### Exercise description:
Lines from the top of the entries through the line that has "8L298 17L308 21L306" must be duplicated exactly, and no others.

Segmentation mask data:

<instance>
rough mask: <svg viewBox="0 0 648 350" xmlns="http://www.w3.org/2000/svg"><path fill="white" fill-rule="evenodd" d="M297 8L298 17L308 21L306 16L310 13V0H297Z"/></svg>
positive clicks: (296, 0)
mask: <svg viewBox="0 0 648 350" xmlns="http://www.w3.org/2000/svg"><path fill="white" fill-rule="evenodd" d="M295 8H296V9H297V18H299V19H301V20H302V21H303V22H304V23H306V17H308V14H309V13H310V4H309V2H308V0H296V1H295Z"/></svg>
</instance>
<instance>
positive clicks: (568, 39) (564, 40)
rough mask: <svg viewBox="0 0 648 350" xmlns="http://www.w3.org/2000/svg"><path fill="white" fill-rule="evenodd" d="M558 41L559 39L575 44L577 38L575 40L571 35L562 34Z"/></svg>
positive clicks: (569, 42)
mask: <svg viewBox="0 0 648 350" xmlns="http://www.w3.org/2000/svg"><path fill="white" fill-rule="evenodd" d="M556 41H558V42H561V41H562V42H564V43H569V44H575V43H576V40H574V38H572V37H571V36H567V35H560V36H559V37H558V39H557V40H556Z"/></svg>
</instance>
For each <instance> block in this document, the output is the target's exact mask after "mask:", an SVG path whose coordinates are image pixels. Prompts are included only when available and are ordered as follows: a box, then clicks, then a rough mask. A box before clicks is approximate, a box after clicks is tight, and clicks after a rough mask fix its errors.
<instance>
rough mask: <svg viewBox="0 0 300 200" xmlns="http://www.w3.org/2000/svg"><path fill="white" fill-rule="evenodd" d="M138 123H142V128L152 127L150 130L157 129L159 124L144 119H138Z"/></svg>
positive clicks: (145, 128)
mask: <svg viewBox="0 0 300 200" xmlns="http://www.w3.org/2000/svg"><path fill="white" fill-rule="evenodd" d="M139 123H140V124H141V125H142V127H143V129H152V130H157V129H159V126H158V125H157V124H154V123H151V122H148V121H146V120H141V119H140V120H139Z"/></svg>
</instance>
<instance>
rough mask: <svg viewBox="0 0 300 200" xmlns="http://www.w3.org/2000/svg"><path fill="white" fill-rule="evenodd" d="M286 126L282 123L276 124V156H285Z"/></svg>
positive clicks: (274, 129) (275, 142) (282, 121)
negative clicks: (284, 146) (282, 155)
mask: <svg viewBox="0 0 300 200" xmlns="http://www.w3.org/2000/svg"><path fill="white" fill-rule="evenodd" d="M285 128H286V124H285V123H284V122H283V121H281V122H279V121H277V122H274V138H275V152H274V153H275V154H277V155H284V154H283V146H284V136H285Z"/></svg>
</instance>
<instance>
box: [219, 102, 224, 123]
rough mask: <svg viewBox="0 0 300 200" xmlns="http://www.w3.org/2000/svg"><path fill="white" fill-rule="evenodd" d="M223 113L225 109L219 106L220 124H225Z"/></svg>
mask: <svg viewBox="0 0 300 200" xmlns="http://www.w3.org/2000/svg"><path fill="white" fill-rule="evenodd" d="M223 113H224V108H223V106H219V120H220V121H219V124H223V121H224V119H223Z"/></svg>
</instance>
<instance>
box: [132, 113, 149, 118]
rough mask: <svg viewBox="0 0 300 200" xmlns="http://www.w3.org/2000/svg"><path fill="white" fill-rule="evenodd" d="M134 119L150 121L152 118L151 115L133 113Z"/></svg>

### Task response:
<instance>
rough mask: <svg viewBox="0 0 648 350" xmlns="http://www.w3.org/2000/svg"><path fill="white" fill-rule="evenodd" d="M297 8L298 17L308 21L306 16L310 13V0H297Z"/></svg>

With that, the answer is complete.